§ Trecho de origem
= = = =

Publicado no Outras Palavras.
POR FRAN ALAVINA
“Eu Sou a Alternativa”! A afirmação poderia ser o título de um melodrama cinematográfico, ou de um destes inumeráveis livros-placebos. Trata-se, porém, de frase de efeito, que poderá ser slogan de campanha, proferida por Ciro Gomes em uma das suas últimas e constantes aparições públicas. O mais eminente político do clã Ferreira Gomes, após a condenação de Lula em primeira instância, inicia uma nova etapa de sua estratégia para a disputa da presidência da república.
Independentemente do que poderá ocorrer nesses tempos políticos frenéticos, é certo que está nova etapa descortinará um aspecto de Ciro que, para muitos, especialmente os não cearenses, parecia não existir, ou quando muito seria apenas uma mistificação falaciosa de seus opositores. Um Ciro que pela gênese da sua vida política institucional ainda não se desfez completamente dos resquícios de personalismo herdados de um difuso coronelismo arraigado na estrutura social do Ceará.
Não se quer com isso afirmar que ele seja um coronel no sentido clássico do termo, mas que sua ação política ao longo do tempo guarda um certo hibridismo: um misto de velhas práticas combinado com um discurso que toma para si a tentativa de pensar um novo projeto de país. Ao contrário do que pode parecer, quando se ouve uma de suas falas públicas – sinceras na crítica das perversidades do ideário neoliberal – não se pode identificar uma atuação política pura em relação ao seu discurso. Isto é, no compasso entre o discurso e a prática há um átimo de tempo no qual é possível ver este hibridismo, que no último ano esteve mais sufocado à medida que Ciro se dirigiu para um público mais à esquerda, particularmente na sua denúncia do golpe.
Ciro Gomes é um híbrido político gestado em condições histórico-sociais bem particulares – ou seja, nas condições específicas da política do Ceará em sua longa duração. Ela se diferencia de outros coronelismos do Nordeste que não alcançaram a fase híbrida como, por exemplo, o clã Sarney no Maranhão e os Magalhães na Bahia.

= = = =

§ Informações extraídas
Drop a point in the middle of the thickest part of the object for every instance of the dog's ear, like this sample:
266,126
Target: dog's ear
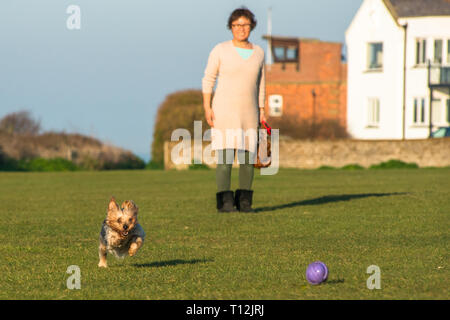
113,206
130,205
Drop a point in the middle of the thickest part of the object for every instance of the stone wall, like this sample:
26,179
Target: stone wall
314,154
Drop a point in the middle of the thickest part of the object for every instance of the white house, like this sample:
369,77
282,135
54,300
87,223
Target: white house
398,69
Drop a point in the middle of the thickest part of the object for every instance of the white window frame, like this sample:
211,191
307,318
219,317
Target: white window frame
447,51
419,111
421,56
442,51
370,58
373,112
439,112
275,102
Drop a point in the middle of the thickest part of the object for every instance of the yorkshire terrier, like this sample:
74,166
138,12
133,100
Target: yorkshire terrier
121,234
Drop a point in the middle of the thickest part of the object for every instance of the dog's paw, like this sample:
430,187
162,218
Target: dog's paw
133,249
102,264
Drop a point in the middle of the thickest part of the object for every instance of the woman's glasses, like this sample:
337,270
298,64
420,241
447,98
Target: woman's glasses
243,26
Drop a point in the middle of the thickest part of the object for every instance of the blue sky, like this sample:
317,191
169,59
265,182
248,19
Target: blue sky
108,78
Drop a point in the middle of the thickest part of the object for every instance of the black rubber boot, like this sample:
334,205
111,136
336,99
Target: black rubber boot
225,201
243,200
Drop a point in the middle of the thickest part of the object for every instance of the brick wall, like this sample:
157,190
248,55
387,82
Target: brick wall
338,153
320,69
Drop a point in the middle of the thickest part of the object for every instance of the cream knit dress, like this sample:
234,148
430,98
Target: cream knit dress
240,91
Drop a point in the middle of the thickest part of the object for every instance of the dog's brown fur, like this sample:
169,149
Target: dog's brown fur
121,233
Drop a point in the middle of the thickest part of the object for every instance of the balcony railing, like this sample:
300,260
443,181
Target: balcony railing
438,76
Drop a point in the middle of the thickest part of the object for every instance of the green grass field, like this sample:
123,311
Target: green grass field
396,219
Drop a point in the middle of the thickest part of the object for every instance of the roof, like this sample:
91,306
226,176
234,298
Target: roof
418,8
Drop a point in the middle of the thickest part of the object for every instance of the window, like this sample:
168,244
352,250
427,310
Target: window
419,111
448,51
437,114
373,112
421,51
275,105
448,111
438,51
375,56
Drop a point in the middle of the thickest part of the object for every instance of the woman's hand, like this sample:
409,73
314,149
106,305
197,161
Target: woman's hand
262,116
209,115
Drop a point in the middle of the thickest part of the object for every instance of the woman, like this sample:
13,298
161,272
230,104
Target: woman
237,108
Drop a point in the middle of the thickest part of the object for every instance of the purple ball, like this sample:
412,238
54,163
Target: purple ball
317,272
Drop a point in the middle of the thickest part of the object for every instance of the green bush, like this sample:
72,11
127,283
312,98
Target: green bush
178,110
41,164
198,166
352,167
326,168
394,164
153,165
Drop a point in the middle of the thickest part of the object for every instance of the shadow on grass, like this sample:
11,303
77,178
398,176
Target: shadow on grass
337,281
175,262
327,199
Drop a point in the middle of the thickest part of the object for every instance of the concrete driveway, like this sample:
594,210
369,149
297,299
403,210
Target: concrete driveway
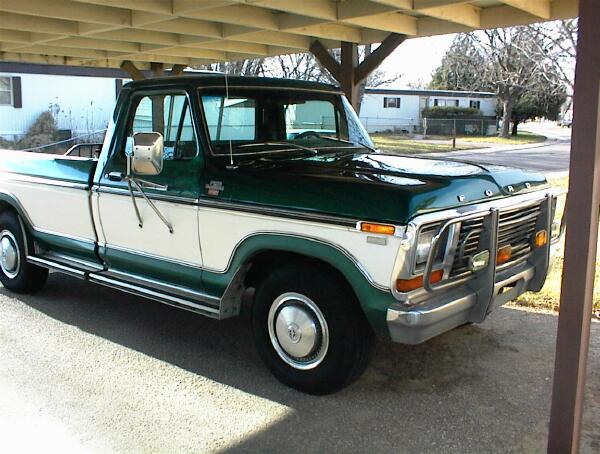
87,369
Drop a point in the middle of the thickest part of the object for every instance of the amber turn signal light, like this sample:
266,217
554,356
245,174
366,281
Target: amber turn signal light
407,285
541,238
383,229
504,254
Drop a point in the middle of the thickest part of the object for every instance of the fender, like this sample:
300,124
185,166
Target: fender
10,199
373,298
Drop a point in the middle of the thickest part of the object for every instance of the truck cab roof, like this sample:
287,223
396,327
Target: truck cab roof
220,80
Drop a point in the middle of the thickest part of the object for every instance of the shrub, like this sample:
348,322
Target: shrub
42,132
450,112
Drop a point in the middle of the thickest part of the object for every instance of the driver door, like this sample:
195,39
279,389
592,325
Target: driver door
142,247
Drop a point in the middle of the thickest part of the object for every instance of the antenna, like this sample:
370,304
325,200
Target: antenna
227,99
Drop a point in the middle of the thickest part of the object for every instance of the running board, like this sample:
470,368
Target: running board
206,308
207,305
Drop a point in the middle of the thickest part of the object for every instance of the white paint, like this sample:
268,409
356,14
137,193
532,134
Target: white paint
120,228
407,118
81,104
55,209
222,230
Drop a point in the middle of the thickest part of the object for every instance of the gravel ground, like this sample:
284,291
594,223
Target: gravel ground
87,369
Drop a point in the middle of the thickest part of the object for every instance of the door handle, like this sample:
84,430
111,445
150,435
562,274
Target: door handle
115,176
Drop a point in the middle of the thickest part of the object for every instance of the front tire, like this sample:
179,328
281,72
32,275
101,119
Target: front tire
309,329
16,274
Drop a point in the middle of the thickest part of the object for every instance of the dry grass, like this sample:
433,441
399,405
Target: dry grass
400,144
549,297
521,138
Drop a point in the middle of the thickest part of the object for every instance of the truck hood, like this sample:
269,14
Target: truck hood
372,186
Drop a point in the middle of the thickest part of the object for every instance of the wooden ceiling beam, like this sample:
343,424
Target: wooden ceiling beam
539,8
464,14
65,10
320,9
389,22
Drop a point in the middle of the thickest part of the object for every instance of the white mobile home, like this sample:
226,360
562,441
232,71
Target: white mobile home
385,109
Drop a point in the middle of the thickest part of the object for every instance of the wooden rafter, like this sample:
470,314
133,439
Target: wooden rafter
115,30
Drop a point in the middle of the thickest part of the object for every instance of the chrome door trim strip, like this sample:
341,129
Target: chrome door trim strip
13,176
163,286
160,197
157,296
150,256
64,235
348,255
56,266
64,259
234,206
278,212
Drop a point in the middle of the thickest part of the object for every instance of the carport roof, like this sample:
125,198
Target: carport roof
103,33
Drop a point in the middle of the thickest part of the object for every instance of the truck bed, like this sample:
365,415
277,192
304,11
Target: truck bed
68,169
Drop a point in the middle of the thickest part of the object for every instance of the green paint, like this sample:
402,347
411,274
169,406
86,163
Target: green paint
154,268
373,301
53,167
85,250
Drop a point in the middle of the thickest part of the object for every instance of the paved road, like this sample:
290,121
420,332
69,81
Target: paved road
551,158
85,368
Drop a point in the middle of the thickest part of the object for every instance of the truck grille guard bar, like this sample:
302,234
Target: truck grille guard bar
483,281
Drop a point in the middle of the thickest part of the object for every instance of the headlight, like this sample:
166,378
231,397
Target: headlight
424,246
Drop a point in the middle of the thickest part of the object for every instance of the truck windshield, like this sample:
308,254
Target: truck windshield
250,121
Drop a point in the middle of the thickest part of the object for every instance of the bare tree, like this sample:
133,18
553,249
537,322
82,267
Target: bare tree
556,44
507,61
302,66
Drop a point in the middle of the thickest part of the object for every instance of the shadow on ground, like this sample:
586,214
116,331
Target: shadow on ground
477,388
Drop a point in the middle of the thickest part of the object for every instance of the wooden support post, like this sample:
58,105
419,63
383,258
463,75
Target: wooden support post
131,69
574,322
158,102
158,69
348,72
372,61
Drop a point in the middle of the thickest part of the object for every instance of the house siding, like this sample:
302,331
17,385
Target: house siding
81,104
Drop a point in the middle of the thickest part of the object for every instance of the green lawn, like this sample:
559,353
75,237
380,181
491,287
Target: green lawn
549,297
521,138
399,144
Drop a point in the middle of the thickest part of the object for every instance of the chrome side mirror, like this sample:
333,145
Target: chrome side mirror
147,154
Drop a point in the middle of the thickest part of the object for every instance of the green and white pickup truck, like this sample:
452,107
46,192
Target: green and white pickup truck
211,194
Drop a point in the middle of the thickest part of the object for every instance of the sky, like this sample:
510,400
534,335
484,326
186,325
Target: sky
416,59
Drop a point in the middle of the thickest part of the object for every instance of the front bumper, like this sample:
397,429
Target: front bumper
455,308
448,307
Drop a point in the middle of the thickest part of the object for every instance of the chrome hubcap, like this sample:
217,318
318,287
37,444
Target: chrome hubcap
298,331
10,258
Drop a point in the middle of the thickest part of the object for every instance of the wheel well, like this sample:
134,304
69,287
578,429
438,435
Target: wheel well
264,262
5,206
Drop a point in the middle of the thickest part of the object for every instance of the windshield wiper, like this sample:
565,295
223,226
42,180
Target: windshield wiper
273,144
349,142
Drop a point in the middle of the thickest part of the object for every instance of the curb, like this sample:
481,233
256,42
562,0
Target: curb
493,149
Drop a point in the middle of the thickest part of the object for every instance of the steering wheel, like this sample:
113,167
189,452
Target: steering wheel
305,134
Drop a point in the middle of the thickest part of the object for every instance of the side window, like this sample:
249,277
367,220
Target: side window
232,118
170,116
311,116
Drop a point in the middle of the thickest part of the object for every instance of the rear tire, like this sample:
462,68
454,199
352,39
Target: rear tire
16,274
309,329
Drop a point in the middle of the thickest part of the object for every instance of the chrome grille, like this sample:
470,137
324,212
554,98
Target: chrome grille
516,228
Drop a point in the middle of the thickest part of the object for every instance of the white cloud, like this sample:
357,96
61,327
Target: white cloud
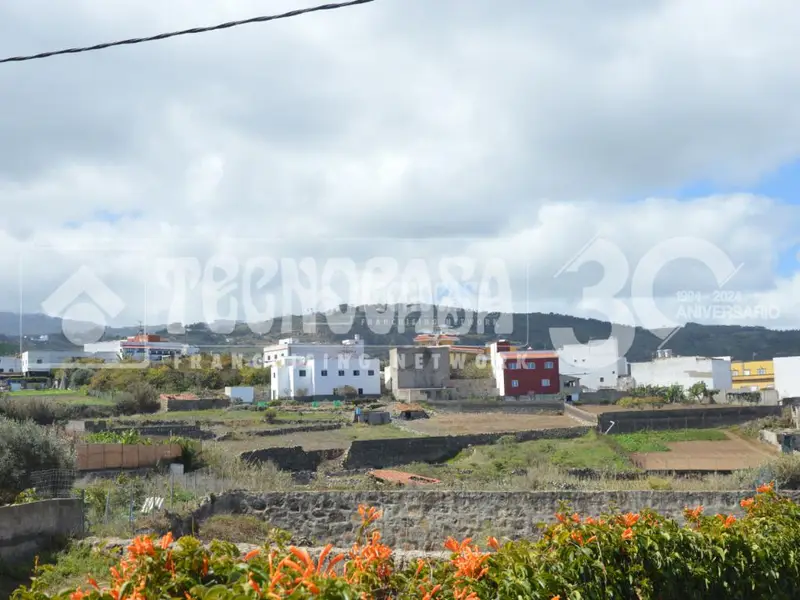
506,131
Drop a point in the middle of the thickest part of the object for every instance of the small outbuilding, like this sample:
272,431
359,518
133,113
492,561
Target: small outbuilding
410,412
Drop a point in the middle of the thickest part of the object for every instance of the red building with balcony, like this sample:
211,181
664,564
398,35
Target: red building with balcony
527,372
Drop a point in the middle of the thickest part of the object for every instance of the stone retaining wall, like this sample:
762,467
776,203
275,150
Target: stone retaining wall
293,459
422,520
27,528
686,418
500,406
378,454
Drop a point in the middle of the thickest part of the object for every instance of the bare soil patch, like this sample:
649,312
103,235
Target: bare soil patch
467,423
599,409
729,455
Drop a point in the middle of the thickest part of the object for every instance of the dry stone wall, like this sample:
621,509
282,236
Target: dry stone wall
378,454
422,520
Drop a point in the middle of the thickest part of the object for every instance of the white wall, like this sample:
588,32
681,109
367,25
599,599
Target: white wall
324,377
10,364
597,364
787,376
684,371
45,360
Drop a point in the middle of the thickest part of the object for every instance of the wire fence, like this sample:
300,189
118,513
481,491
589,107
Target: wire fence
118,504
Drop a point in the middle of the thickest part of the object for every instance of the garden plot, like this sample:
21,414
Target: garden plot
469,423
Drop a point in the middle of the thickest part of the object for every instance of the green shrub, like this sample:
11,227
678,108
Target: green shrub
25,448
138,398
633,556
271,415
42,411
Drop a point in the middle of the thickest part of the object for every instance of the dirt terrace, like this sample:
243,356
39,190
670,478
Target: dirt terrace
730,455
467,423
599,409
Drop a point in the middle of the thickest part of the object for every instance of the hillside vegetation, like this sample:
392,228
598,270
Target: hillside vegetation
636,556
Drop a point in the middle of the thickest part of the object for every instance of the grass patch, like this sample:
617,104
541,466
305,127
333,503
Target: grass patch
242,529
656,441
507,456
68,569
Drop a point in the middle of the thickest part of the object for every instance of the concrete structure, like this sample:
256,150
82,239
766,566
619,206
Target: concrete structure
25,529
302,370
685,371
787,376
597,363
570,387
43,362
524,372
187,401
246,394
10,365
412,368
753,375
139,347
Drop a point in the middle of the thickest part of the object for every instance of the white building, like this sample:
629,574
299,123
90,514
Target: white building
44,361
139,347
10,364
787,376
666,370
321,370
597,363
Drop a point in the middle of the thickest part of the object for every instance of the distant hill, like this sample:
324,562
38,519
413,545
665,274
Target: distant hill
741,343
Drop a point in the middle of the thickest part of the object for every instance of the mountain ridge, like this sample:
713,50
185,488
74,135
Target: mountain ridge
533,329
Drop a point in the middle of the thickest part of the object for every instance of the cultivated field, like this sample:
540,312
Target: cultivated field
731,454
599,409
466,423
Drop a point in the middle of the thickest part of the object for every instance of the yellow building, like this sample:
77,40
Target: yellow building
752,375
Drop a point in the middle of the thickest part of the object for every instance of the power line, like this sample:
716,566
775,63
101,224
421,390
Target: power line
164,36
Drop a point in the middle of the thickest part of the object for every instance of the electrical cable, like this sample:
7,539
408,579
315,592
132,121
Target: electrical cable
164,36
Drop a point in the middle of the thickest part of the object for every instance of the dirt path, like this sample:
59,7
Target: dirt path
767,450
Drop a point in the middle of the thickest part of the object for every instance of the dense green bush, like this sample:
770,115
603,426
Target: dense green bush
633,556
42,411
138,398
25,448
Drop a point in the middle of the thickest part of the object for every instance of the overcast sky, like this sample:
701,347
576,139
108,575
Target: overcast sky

= = = =

§ Desafio
Reproduza fielmente a parte do texto sobre Ciro Gomes que começa nas palavras "Independentemente do que" e termina em "social do Ceará.". As linhas são um material à parte do texto.

§ Resposta esperada
Independentemente do que poderá ocorrer nesses tempos políticos frenéticos, é certo que está nova etapa descortinará um aspecto de Ciro que, para muitos, especialmente os não cearenses, parecia não existir, ou quando muito seria apenas uma mistificação falaciosa de seus opositores. Um Ciro que pela gênese da sua vida política institucional ainda não se desfez completamente dos resquícios de personalismo herdados de um difuso coronelismo arraigado na estrutura social do Ceará.